* Supplied entries
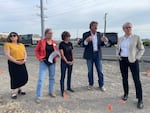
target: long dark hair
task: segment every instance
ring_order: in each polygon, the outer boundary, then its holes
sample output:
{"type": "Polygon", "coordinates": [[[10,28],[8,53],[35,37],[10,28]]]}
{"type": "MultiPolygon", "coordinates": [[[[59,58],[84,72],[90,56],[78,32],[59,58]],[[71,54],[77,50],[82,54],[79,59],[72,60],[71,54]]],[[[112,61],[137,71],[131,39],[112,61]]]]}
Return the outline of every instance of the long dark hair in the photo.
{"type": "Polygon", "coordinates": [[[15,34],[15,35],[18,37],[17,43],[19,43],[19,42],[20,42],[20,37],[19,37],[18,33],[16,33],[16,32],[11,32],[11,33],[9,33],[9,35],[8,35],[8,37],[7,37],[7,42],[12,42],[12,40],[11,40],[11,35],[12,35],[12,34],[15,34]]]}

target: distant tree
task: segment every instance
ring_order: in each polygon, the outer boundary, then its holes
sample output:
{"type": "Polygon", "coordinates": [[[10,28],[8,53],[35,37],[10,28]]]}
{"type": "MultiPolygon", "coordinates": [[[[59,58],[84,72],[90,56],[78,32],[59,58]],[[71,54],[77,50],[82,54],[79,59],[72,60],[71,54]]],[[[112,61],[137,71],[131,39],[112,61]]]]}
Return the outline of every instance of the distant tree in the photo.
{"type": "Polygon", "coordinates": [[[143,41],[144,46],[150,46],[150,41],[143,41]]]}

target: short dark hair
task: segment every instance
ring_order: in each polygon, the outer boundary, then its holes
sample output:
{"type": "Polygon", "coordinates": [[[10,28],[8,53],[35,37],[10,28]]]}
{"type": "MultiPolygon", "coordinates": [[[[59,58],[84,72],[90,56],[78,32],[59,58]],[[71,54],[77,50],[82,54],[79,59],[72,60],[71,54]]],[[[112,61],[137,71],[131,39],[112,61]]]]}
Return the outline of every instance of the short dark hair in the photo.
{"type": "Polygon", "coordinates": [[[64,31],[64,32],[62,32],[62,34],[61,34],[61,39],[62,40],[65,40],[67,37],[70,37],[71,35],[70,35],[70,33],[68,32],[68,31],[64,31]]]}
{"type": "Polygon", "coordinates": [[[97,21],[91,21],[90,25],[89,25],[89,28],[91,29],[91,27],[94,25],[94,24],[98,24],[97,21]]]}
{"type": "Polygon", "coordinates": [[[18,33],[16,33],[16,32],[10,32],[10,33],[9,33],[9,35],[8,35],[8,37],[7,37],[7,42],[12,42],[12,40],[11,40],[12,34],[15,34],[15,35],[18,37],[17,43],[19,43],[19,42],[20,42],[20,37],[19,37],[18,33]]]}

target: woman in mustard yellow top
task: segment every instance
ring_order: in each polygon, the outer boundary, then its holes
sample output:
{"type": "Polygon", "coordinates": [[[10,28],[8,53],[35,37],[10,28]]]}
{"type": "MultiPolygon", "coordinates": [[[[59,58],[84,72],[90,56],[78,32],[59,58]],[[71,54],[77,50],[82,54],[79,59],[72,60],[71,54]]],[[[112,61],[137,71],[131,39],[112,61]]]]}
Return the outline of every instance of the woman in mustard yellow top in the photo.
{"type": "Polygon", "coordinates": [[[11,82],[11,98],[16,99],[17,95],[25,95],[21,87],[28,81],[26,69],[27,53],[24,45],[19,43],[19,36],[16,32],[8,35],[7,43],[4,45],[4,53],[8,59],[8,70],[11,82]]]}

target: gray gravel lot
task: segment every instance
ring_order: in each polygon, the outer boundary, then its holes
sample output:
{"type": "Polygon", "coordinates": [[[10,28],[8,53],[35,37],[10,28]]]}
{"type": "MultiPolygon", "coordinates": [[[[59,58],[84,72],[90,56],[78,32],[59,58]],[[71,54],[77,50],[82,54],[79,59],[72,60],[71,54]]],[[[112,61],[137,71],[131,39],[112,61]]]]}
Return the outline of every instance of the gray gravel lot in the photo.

* Work to complete
Scan the entries for lines with the string "target". Report only how many there are.

* Response box
5